EXERCISE PASSAGE -
● ● ● ● ●
Italy chose its Army to be the sole grower of marijuana for medical purposes to cut costs. However, Italian patients still suffer from pain. Cannabis is expensive and only comes in small supplies.
Italy, where the army is the de facto cultivator of marijuana, had ordered 100 kilos in November from abroad due shortage in the country, the local Il Fatto Quotidiano daily reported on Friday.
“[Marijuana] stocks had run out, and patients were left without drugs,” wrote Susanna Marietti, a reporter at il Fatto Quotidiano. “The Italian government ordered 100 kilos of cannabis from abroad,” she added.
Like many other countries in western Europe, Italy has legalized medical cannabis in 2013 but there are many issues revolving around its production. The Italian government placed its army to be in charge of growing marijuana to cut high costs and wean off itself from Dutch imports.
But the Italian Association for Civil Liberty & Rights (CILD) reported in December that patients had to resort to the “black market and self-cultivation” as a result of the shortage of medical marijuana, The EU Observer reported on Friday.
In the EU, only Austria, the Czech Republic, Finland, Germany, Italy, Portugal, Poland and Spain currently allow medical. However, few other European countries are planning to legalize it. Using marijuana recreationally is already decriminalized in member states such as the Netherlands, Austria, Italy, and Luxembourg.
● ● ● ● ●
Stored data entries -
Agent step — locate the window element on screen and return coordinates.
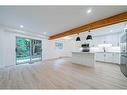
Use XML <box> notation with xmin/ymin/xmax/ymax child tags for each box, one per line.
<box><xmin>16</xmin><ymin>37</ymin><xmax>42</xmax><ymax>64</ymax></box>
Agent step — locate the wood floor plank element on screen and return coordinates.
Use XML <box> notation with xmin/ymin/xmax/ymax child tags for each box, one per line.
<box><xmin>0</xmin><ymin>58</ymin><xmax>127</xmax><ymax>89</ymax></box>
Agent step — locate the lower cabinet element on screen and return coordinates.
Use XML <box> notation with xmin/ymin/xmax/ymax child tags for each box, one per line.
<box><xmin>96</xmin><ymin>52</ymin><xmax>120</xmax><ymax>64</ymax></box>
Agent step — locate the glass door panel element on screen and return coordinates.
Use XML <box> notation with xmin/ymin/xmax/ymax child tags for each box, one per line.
<box><xmin>16</xmin><ymin>37</ymin><xmax>42</xmax><ymax>64</ymax></box>
<box><xmin>16</xmin><ymin>37</ymin><xmax>31</xmax><ymax>64</ymax></box>
<box><xmin>31</xmin><ymin>40</ymin><xmax>42</xmax><ymax>62</ymax></box>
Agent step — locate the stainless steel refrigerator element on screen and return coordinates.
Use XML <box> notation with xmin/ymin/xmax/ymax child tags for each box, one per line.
<box><xmin>120</xmin><ymin>29</ymin><xmax>127</xmax><ymax>77</ymax></box>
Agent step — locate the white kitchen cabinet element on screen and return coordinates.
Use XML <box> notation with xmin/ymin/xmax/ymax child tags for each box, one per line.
<box><xmin>91</xmin><ymin>33</ymin><xmax>120</xmax><ymax>47</ymax></box>
<box><xmin>113</xmin><ymin>53</ymin><xmax>120</xmax><ymax>64</ymax></box>
<box><xmin>96</xmin><ymin>52</ymin><xmax>120</xmax><ymax>64</ymax></box>
<box><xmin>105</xmin><ymin>52</ymin><xmax>113</xmax><ymax>62</ymax></box>
<box><xmin>96</xmin><ymin>52</ymin><xmax>105</xmax><ymax>61</ymax></box>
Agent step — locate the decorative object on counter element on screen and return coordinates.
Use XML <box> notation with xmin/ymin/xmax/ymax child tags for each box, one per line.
<box><xmin>76</xmin><ymin>34</ymin><xmax>81</xmax><ymax>41</ymax></box>
<box><xmin>86</xmin><ymin>30</ymin><xmax>92</xmax><ymax>40</ymax></box>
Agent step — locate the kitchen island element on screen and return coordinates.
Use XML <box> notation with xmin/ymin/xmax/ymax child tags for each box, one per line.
<box><xmin>72</xmin><ymin>52</ymin><xmax>95</xmax><ymax>67</ymax></box>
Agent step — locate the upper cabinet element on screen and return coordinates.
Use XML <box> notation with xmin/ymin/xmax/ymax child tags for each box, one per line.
<box><xmin>91</xmin><ymin>33</ymin><xmax>119</xmax><ymax>47</ymax></box>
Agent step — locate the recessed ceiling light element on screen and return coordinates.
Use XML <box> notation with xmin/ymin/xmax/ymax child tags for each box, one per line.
<box><xmin>110</xmin><ymin>30</ymin><xmax>112</xmax><ymax>32</ymax></box>
<box><xmin>43</xmin><ymin>32</ymin><xmax>47</xmax><ymax>35</ymax></box>
<box><xmin>87</xmin><ymin>9</ymin><xmax>92</xmax><ymax>14</ymax></box>
<box><xmin>20</xmin><ymin>25</ymin><xmax>24</xmax><ymax>28</ymax></box>
<box><xmin>63</xmin><ymin>36</ymin><xmax>72</xmax><ymax>40</ymax></box>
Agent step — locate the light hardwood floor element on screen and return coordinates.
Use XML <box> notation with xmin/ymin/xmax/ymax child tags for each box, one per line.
<box><xmin>0</xmin><ymin>58</ymin><xmax>127</xmax><ymax>89</ymax></box>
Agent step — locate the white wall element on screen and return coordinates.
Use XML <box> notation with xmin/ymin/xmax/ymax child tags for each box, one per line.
<box><xmin>0</xmin><ymin>26</ymin><xmax>76</xmax><ymax>66</ymax></box>
<box><xmin>0</xmin><ymin>27</ymin><xmax>47</xmax><ymax>67</ymax></box>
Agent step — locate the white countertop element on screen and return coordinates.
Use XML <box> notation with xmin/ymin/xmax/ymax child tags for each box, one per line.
<box><xmin>72</xmin><ymin>51</ymin><xmax>95</xmax><ymax>54</ymax></box>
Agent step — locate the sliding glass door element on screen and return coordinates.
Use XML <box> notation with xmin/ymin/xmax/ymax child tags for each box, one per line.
<box><xmin>16</xmin><ymin>37</ymin><xmax>42</xmax><ymax>64</ymax></box>
<box><xmin>31</xmin><ymin>40</ymin><xmax>42</xmax><ymax>62</ymax></box>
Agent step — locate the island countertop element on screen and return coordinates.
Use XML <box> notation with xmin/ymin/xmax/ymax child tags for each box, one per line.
<box><xmin>72</xmin><ymin>51</ymin><xmax>95</xmax><ymax>67</ymax></box>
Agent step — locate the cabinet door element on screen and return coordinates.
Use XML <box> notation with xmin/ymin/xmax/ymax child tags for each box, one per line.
<box><xmin>113</xmin><ymin>53</ymin><xmax>120</xmax><ymax>64</ymax></box>
<box><xmin>105</xmin><ymin>53</ymin><xmax>113</xmax><ymax>62</ymax></box>
<box><xmin>96</xmin><ymin>53</ymin><xmax>104</xmax><ymax>61</ymax></box>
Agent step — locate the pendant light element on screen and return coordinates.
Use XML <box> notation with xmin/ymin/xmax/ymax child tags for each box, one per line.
<box><xmin>86</xmin><ymin>30</ymin><xmax>92</xmax><ymax>40</ymax></box>
<box><xmin>76</xmin><ymin>34</ymin><xmax>81</xmax><ymax>41</ymax></box>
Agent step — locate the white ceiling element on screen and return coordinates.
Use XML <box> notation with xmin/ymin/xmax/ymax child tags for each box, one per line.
<box><xmin>0</xmin><ymin>6</ymin><xmax>127</xmax><ymax>36</ymax></box>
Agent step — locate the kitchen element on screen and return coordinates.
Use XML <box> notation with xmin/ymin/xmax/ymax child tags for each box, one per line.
<box><xmin>69</xmin><ymin>22</ymin><xmax>126</xmax><ymax>67</ymax></box>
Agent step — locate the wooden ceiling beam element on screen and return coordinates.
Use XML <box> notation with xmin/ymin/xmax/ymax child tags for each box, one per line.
<box><xmin>49</xmin><ymin>12</ymin><xmax>127</xmax><ymax>40</ymax></box>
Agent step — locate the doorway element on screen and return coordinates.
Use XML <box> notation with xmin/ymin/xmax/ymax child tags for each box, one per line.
<box><xmin>16</xmin><ymin>37</ymin><xmax>42</xmax><ymax>65</ymax></box>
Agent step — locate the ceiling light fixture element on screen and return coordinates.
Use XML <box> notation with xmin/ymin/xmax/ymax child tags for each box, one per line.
<box><xmin>76</xmin><ymin>34</ymin><xmax>81</xmax><ymax>41</ymax></box>
<box><xmin>87</xmin><ymin>9</ymin><xmax>92</xmax><ymax>14</ymax></box>
<box><xmin>110</xmin><ymin>30</ymin><xmax>113</xmax><ymax>32</ymax></box>
<box><xmin>20</xmin><ymin>25</ymin><xmax>24</xmax><ymax>28</ymax></box>
<box><xmin>86</xmin><ymin>30</ymin><xmax>92</xmax><ymax>40</ymax></box>
<box><xmin>43</xmin><ymin>32</ymin><xmax>47</xmax><ymax>35</ymax></box>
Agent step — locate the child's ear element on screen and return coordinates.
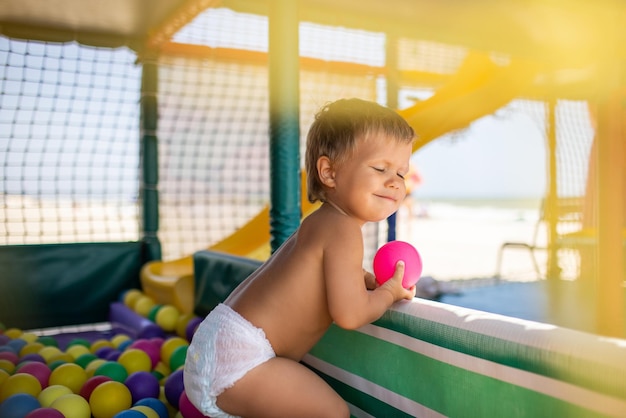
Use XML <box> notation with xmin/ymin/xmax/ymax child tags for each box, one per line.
<box><xmin>317</xmin><ymin>156</ymin><xmax>335</xmax><ymax>187</ymax></box>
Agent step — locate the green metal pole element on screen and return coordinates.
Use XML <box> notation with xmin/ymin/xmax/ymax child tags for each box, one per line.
<box><xmin>140</xmin><ymin>60</ymin><xmax>162</xmax><ymax>261</ymax></box>
<box><xmin>269</xmin><ymin>0</ymin><xmax>302</xmax><ymax>252</ymax></box>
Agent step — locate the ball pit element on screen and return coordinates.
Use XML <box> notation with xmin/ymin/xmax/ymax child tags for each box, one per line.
<box><xmin>0</xmin><ymin>289</ymin><xmax>202</xmax><ymax>418</ymax></box>
<box><xmin>50</xmin><ymin>393</ymin><xmax>91</xmax><ymax>418</ymax></box>
<box><xmin>0</xmin><ymin>393</ymin><xmax>40</xmax><ymax>417</ymax></box>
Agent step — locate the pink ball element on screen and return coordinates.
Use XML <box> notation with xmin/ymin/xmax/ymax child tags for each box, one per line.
<box><xmin>374</xmin><ymin>241</ymin><xmax>422</xmax><ymax>289</ymax></box>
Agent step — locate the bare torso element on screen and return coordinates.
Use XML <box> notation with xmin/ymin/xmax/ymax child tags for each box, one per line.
<box><xmin>225</xmin><ymin>202</ymin><xmax>358</xmax><ymax>361</ymax></box>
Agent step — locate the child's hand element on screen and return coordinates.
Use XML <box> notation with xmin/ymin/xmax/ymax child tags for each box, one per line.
<box><xmin>381</xmin><ymin>260</ymin><xmax>416</xmax><ymax>302</ymax></box>
<box><xmin>363</xmin><ymin>269</ymin><xmax>378</xmax><ymax>290</ymax></box>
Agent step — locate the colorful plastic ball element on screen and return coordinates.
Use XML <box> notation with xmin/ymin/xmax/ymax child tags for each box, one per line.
<box><xmin>133</xmin><ymin>397</ymin><xmax>169</xmax><ymax>418</ymax></box>
<box><xmin>104</xmin><ymin>348</ymin><xmax>122</xmax><ymax>361</ymax></box>
<box><xmin>37</xmin><ymin>385</ymin><xmax>73</xmax><ymax>408</ymax></box>
<box><xmin>20</xmin><ymin>353</ymin><xmax>46</xmax><ymax>363</ymax></box>
<box><xmin>174</xmin><ymin>312</ymin><xmax>196</xmax><ymax>338</ymax></box>
<box><xmin>185</xmin><ymin>316</ymin><xmax>202</xmax><ymax>342</ymax></box>
<box><xmin>130</xmin><ymin>405</ymin><xmax>159</xmax><ymax>418</ymax></box>
<box><xmin>120</xmin><ymin>289</ymin><xmax>143</xmax><ymax>309</ymax></box>
<box><xmin>94</xmin><ymin>345</ymin><xmax>115</xmax><ymax>358</ymax></box>
<box><xmin>170</xmin><ymin>345</ymin><xmax>189</xmax><ymax>370</ymax></box>
<box><xmin>0</xmin><ymin>393</ymin><xmax>41</xmax><ymax>418</ymax></box>
<box><xmin>0</xmin><ymin>373</ymin><xmax>41</xmax><ymax>402</ymax></box>
<box><xmin>65</xmin><ymin>344</ymin><xmax>91</xmax><ymax>361</ymax></box>
<box><xmin>89</xmin><ymin>339</ymin><xmax>113</xmax><ymax>354</ymax></box>
<box><xmin>152</xmin><ymin>361</ymin><xmax>172</xmax><ymax>376</ymax></box>
<box><xmin>89</xmin><ymin>381</ymin><xmax>132</xmax><ymax>418</ymax></box>
<box><xmin>74</xmin><ymin>353</ymin><xmax>98</xmax><ymax>369</ymax></box>
<box><xmin>48</xmin><ymin>363</ymin><xmax>87</xmax><ymax>393</ymax></box>
<box><xmin>113</xmin><ymin>409</ymin><xmax>148</xmax><ymax>418</ymax></box>
<box><xmin>36</xmin><ymin>335</ymin><xmax>59</xmax><ymax>347</ymax></box>
<box><xmin>0</xmin><ymin>359</ymin><xmax>15</xmax><ymax>374</ymax></box>
<box><xmin>19</xmin><ymin>361</ymin><xmax>52</xmax><ymax>389</ymax></box>
<box><xmin>132</xmin><ymin>295</ymin><xmax>156</xmax><ymax>317</ymax></box>
<box><xmin>128</xmin><ymin>338</ymin><xmax>161</xmax><ymax>369</ymax></box>
<box><xmin>178</xmin><ymin>391</ymin><xmax>206</xmax><ymax>418</ymax></box>
<box><xmin>18</xmin><ymin>339</ymin><xmax>43</xmax><ymax>357</ymax></box>
<box><xmin>24</xmin><ymin>407</ymin><xmax>65</xmax><ymax>418</ymax></box>
<box><xmin>50</xmin><ymin>393</ymin><xmax>91</xmax><ymax>418</ymax></box>
<box><xmin>161</xmin><ymin>337</ymin><xmax>189</xmax><ymax>365</ymax></box>
<box><xmin>374</xmin><ymin>241</ymin><xmax>422</xmax><ymax>289</ymax></box>
<box><xmin>0</xmin><ymin>351</ymin><xmax>20</xmax><ymax>365</ymax></box>
<box><xmin>124</xmin><ymin>372</ymin><xmax>161</xmax><ymax>404</ymax></box>
<box><xmin>79</xmin><ymin>376</ymin><xmax>113</xmax><ymax>401</ymax></box>
<box><xmin>48</xmin><ymin>352</ymin><xmax>74</xmax><ymax>369</ymax></box>
<box><xmin>93</xmin><ymin>361</ymin><xmax>128</xmax><ymax>383</ymax></box>
<box><xmin>4</xmin><ymin>328</ymin><xmax>22</xmax><ymax>340</ymax></box>
<box><xmin>163</xmin><ymin>369</ymin><xmax>185</xmax><ymax>409</ymax></box>
<box><xmin>85</xmin><ymin>358</ymin><xmax>107</xmax><ymax>379</ymax></box>
<box><xmin>155</xmin><ymin>305</ymin><xmax>180</xmax><ymax>332</ymax></box>
<box><xmin>0</xmin><ymin>393</ymin><xmax>41</xmax><ymax>418</ymax></box>
<box><xmin>146</xmin><ymin>303</ymin><xmax>163</xmax><ymax>322</ymax></box>
<box><xmin>117</xmin><ymin>348</ymin><xmax>152</xmax><ymax>374</ymax></box>
<box><xmin>66</xmin><ymin>338</ymin><xmax>91</xmax><ymax>351</ymax></box>
<box><xmin>0</xmin><ymin>369</ymin><xmax>11</xmax><ymax>387</ymax></box>
<box><xmin>111</xmin><ymin>334</ymin><xmax>130</xmax><ymax>348</ymax></box>
<box><xmin>117</xmin><ymin>339</ymin><xmax>133</xmax><ymax>351</ymax></box>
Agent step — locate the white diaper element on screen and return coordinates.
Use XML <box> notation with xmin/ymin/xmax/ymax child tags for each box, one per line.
<box><xmin>183</xmin><ymin>304</ymin><xmax>276</xmax><ymax>418</ymax></box>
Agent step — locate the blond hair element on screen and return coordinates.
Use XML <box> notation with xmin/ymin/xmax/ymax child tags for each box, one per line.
<box><xmin>304</xmin><ymin>99</ymin><xmax>415</xmax><ymax>203</ymax></box>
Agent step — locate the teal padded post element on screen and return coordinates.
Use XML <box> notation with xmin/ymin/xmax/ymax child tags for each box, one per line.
<box><xmin>140</xmin><ymin>60</ymin><xmax>161</xmax><ymax>260</ymax></box>
<box><xmin>269</xmin><ymin>0</ymin><xmax>302</xmax><ymax>252</ymax></box>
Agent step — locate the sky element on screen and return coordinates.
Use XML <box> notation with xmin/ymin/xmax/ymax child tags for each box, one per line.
<box><xmin>412</xmin><ymin>108</ymin><xmax>547</xmax><ymax>199</ymax></box>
● ● ● ● ●
PROBLEMS AND TASKS -
A. Return the portion of the article on Italy's army-grown medical marijuana between "But the Italian" and "Observer reported on Friday.", inclusive, word for word.
B. Supply the next part of the article on Italy's army-grown medical marijuana, picking up after its final sentence.
This listing comes from a separate source and is unrelated to the article on Italy's army-grown medical marijuana.

ANSWERS TO EACH TASK -
A.
But the Italian Association for Civil Liberty & Rights (CILD) reported in December that patients had to resort to the “black market and self-cultivation” as a result of the shortage of medical marijuana, The EU Observer reported on Friday.

B.
Sometimes in Europe medical and recreational marijuana are both perceived as the same.
Vincenzo Costigliola is the president of the European Medical Association which represents doctors. He said there is an improvement in terms of “growing focus” on fighting pain, and the need for medical marijuana, reported the EU Observer.
“We have moved from considering cannabis only as a drug, to rediscovering it as a medicine,” said Costigliola, reported the EU Observer.
While in the EU, there is a number of legally and socially-accepted medicines – especially pain relief drugs. Many which are chemically-related to illegal substances like opium or cocaine. The story remains different for cannabis.
There is still that “stigma,” Costigliola said.